[BEGIN]

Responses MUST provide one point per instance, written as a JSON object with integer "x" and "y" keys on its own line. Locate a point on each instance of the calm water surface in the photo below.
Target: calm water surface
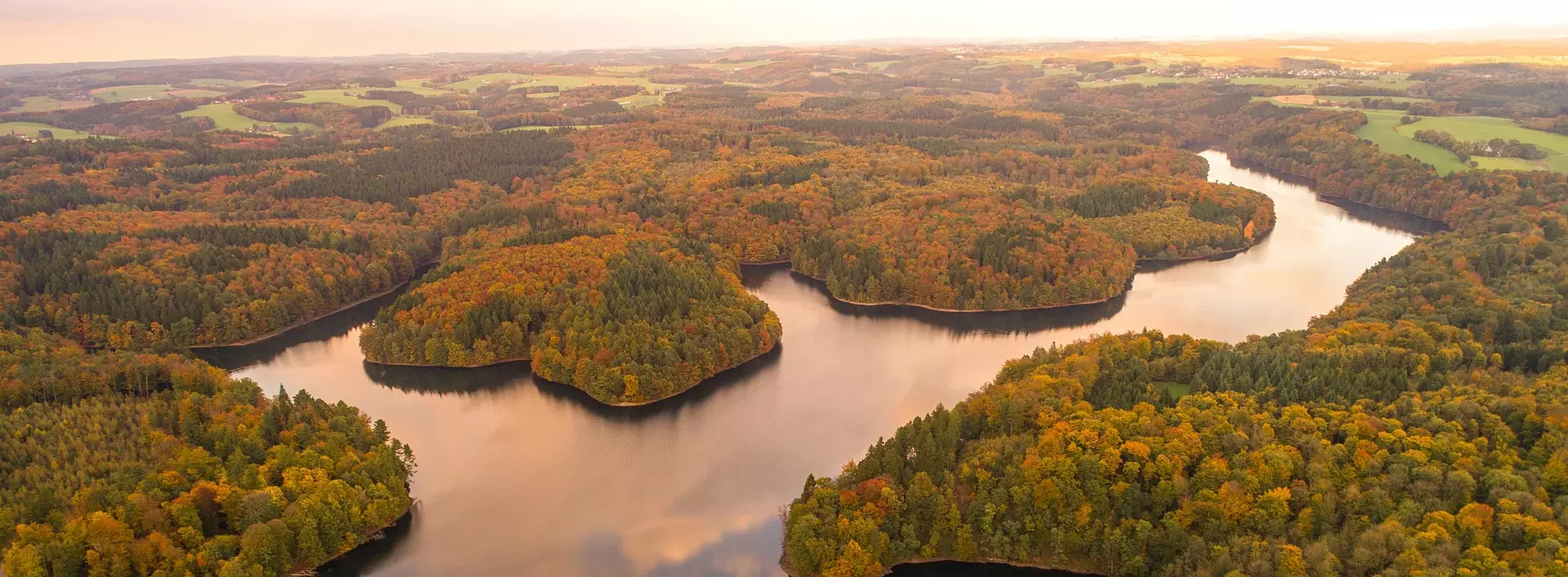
{"x": 533, "y": 478}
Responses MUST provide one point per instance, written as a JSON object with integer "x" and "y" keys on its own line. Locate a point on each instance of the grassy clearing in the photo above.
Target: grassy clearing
{"x": 416, "y": 85}
{"x": 1138, "y": 79}
{"x": 1374, "y": 98}
{"x": 731, "y": 66}
{"x": 472, "y": 83}
{"x": 640, "y": 100}
{"x": 223, "y": 115}
{"x": 400, "y": 121}
{"x": 148, "y": 91}
{"x": 1388, "y": 80}
{"x": 336, "y": 96}
{"x": 226, "y": 82}
{"x": 42, "y": 104}
{"x": 579, "y": 82}
{"x": 30, "y": 129}
{"x": 576, "y": 126}
{"x": 1498, "y": 59}
{"x": 1383, "y": 131}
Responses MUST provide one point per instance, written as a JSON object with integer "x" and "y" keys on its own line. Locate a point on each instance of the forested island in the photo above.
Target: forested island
{"x": 627, "y": 317}
{"x": 591, "y": 220}
{"x": 1409, "y": 432}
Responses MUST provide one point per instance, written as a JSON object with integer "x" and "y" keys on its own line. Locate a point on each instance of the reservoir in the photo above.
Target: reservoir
{"x": 519, "y": 477}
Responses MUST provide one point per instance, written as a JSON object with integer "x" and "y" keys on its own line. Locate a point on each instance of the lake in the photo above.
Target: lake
{"x": 535, "y": 478}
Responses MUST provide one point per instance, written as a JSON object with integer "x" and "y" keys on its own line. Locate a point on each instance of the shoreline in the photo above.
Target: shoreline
{"x": 988, "y": 560}
{"x": 1215, "y": 256}
{"x": 419, "y": 366}
{"x": 408, "y": 513}
{"x": 278, "y": 333}
{"x": 586, "y": 391}
{"x": 964, "y": 311}
{"x": 1319, "y": 192}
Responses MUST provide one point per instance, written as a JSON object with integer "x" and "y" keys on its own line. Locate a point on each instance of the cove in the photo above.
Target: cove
{"x": 519, "y": 477}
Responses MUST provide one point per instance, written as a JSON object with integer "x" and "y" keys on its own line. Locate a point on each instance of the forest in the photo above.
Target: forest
{"x": 156, "y": 464}
{"x": 1410, "y": 432}
{"x": 629, "y": 317}
{"x": 591, "y": 219}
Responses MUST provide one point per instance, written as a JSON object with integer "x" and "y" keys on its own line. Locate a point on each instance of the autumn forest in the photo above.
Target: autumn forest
{"x": 588, "y": 224}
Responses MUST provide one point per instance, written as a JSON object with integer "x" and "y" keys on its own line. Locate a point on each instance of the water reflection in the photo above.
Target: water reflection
{"x": 533, "y": 478}
{"x": 954, "y": 322}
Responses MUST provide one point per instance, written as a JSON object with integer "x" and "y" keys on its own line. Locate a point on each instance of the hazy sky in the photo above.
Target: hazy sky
{"x": 78, "y": 30}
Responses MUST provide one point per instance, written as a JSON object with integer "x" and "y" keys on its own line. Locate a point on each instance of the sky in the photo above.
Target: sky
{"x": 91, "y": 30}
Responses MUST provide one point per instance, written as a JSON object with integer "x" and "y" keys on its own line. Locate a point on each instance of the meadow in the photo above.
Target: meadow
{"x": 400, "y": 121}
{"x": 336, "y": 96}
{"x": 42, "y": 104}
{"x": 30, "y": 129}
{"x": 1138, "y": 79}
{"x": 223, "y": 115}
{"x": 148, "y": 91}
{"x": 1385, "y": 131}
{"x": 472, "y": 83}
{"x": 226, "y": 82}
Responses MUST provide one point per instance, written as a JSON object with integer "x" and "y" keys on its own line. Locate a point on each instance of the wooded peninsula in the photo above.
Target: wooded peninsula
{"x": 593, "y": 220}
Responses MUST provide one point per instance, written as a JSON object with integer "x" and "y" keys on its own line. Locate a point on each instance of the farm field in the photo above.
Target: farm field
{"x": 400, "y": 121}
{"x": 472, "y": 83}
{"x": 336, "y": 96}
{"x": 42, "y": 104}
{"x": 1383, "y": 131}
{"x": 30, "y": 129}
{"x": 731, "y": 66}
{"x": 226, "y": 82}
{"x": 148, "y": 91}
{"x": 414, "y": 85}
{"x": 640, "y": 100}
{"x": 228, "y": 119}
{"x": 1138, "y": 79}
{"x": 1374, "y": 98}
{"x": 576, "y": 126}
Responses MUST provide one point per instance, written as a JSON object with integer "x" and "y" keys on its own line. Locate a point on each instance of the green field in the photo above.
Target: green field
{"x": 1383, "y": 131}
{"x": 1374, "y": 98}
{"x": 399, "y": 121}
{"x": 228, "y": 119}
{"x": 226, "y": 82}
{"x": 1138, "y": 79}
{"x": 336, "y": 96}
{"x": 42, "y": 104}
{"x": 148, "y": 91}
{"x": 731, "y": 66}
{"x": 577, "y": 126}
{"x": 640, "y": 100}
{"x": 1388, "y": 80}
{"x": 472, "y": 83}
{"x": 30, "y": 129}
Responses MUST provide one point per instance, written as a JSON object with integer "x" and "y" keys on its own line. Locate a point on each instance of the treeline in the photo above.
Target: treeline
{"x": 1407, "y": 432}
{"x": 627, "y": 317}
{"x": 119, "y": 464}
{"x": 1494, "y": 148}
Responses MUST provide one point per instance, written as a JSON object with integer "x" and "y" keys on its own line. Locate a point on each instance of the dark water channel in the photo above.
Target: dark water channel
{"x": 533, "y": 478}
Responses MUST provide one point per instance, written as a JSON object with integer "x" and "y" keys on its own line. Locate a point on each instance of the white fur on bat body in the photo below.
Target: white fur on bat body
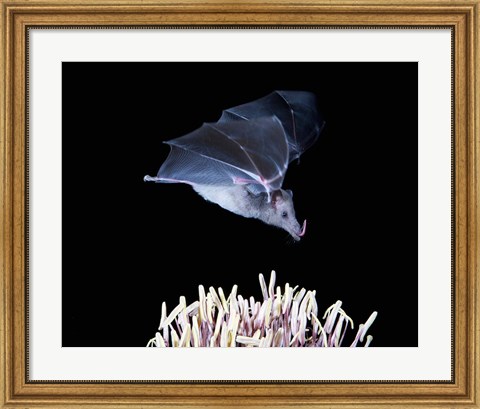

[END]

## Task brief
Reproduce every item above word for word, omitting the pictures.

## Answer to the task
Responses MUST provide one point per instance, written as a JSON object with integer "x" and "y" keys on its own line. Locate a point on each instance of the calm water surface in the photo below.
Target: calm water surface
{"x": 533, "y": 478}
Responses MUST provide one point per instance, written as a JSON object with integer "x" and "y" keys on its own line. Locate a point on each instance of the grassy clearing in the photo above.
Target: grassy clearing
{"x": 416, "y": 85}
{"x": 1138, "y": 79}
{"x": 1374, "y": 98}
{"x": 731, "y": 66}
{"x": 472, "y": 83}
{"x": 640, "y": 100}
{"x": 223, "y": 115}
{"x": 400, "y": 121}
{"x": 148, "y": 91}
{"x": 1388, "y": 80}
{"x": 336, "y": 96}
{"x": 226, "y": 82}
{"x": 42, "y": 104}
{"x": 579, "y": 82}
{"x": 30, "y": 129}
{"x": 576, "y": 126}
{"x": 1498, "y": 59}
{"x": 1383, "y": 131}
Responses MUST provide one point per instance, written as a JSON object with integer "x" and "y" keys on its own line. Locate a point on each instance of the forested island in the photo above.
Target: forested island
{"x": 627, "y": 317}
{"x": 591, "y": 220}
{"x": 1409, "y": 432}
Responses MUST provide one point per instance, written as a JSON object with integer "x" and "y" keys on its own line. Locate a point on each instance of the reservoir in the photo above.
Target: reservoir
{"x": 519, "y": 477}
Responses MUST provide one point per instance, written as a JSON object with integer "x" and "y" keys on its own line. Locate a point on each instance of the lake in the photo above.
Target: lake
{"x": 535, "y": 478}
Responses MUST provide one point per instance, written as a JSON object with integer "x" and "y" keys on its own line. Locate a point on each instance of the shoreline in the photo above.
Target: shoreline
{"x": 988, "y": 560}
{"x": 1215, "y": 256}
{"x": 419, "y": 366}
{"x": 408, "y": 513}
{"x": 278, "y": 333}
{"x": 586, "y": 391}
{"x": 964, "y": 311}
{"x": 1319, "y": 192}
Responses MUST provide one point per instance, written as a JSON object with integer "x" and "y" keys on its own line. Locate a point on each instance of the cove in the photo above.
Target: cove
{"x": 519, "y": 477}
Responses MUST provide one point per instance, written as a JSON object with integer "x" and "y" keys on its own line. Locate a point on each instance of the forest in the photo above.
Target: forest
{"x": 156, "y": 464}
{"x": 1410, "y": 432}
{"x": 629, "y": 317}
{"x": 591, "y": 219}
Responses MUST provide one point per instance, written as a JSON object with integer "x" and "y" keys on its own line. Locate a point on each instance of the autumn forest in the photo above.
Target: autumn forest
{"x": 588, "y": 224}
Responses MUST provide one point per instance, written as a JSON object with integer "x" and "y" keys on its own line. Locate a point on each instance of the water reflection in the photo above.
Target: water reflection
{"x": 533, "y": 478}
{"x": 954, "y": 322}
Responses MUST provide one point per instance, written as a JSON object with integer "x" and "y" keys on its own line. Locate a point on each instance of the hazy sky in the photo above.
Target: hazy sky
{"x": 78, "y": 30}
Responses MUST provide one point per instance, written as a JSON object with integer "x" and "y" keys on its own line. Locate a point on each instance of the sky in the photo above.
Target: sky
{"x": 91, "y": 30}
Responses MUST provide one point per instance, written as a JSON object with integer "x" and "y" keys on its own line. Locate a point on each instance of the meadow in the photo above.
Target: meadow
{"x": 400, "y": 121}
{"x": 336, "y": 96}
{"x": 42, "y": 104}
{"x": 30, "y": 129}
{"x": 1138, "y": 79}
{"x": 223, "y": 115}
{"x": 148, "y": 91}
{"x": 1385, "y": 131}
{"x": 472, "y": 83}
{"x": 226, "y": 82}
Responses MUST provide one point per instance, written as a JSON object with integer "x" and "y" keys on its own line. Locate a point on each instance of the wooded peninsula in the photo above.
Target: wooded peninsula
{"x": 593, "y": 220}
Responses MUST provide one point per instance, written as a JSON object with integer "x" and "y" keys on its own line. Locate a point on each instance of the farm field in the photo above.
Target: farm field
{"x": 400, "y": 121}
{"x": 472, "y": 83}
{"x": 336, "y": 96}
{"x": 42, "y": 104}
{"x": 1383, "y": 131}
{"x": 30, "y": 129}
{"x": 731, "y": 66}
{"x": 226, "y": 82}
{"x": 148, "y": 91}
{"x": 414, "y": 85}
{"x": 640, "y": 100}
{"x": 228, "y": 119}
{"x": 1138, "y": 79}
{"x": 1374, "y": 98}
{"x": 576, "y": 126}
Responses MUST provide one point per instance, written as a JSON object with integer "x" and "y" keys on its own line. Locate a point on each instance of the green field in the photo above.
Target: green field
{"x": 1383, "y": 131}
{"x": 1374, "y": 98}
{"x": 399, "y": 121}
{"x": 228, "y": 119}
{"x": 226, "y": 82}
{"x": 1138, "y": 79}
{"x": 336, "y": 96}
{"x": 42, "y": 104}
{"x": 148, "y": 91}
{"x": 731, "y": 66}
{"x": 577, "y": 126}
{"x": 640, "y": 100}
{"x": 1388, "y": 80}
{"x": 472, "y": 83}
{"x": 30, "y": 129}
Responses MUST provide one point per instance, written as a JSON object with integer "x" and "y" keys on its own line. Locate a point on each instance of the treeline in the photo above.
Target: treeline
{"x": 1407, "y": 432}
{"x": 627, "y": 317}
{"x": 119, "y": 464}
{"x": 1494, "y": 148}
Responses MUST provide one point per instance, written as a JSON object with integer "x" and "y" keys on its own line. Locate a point on each instance of the dark water channel in the photo above.
Target: dark water channel
{"x": 533, "y": 478}
Responses MUST provide one point per instance, written as a JSON object with integer "x" and "y" keys on its own line. Locate a point on each instance of the white fur on bat body in the photo below.
Target: white fur on bat body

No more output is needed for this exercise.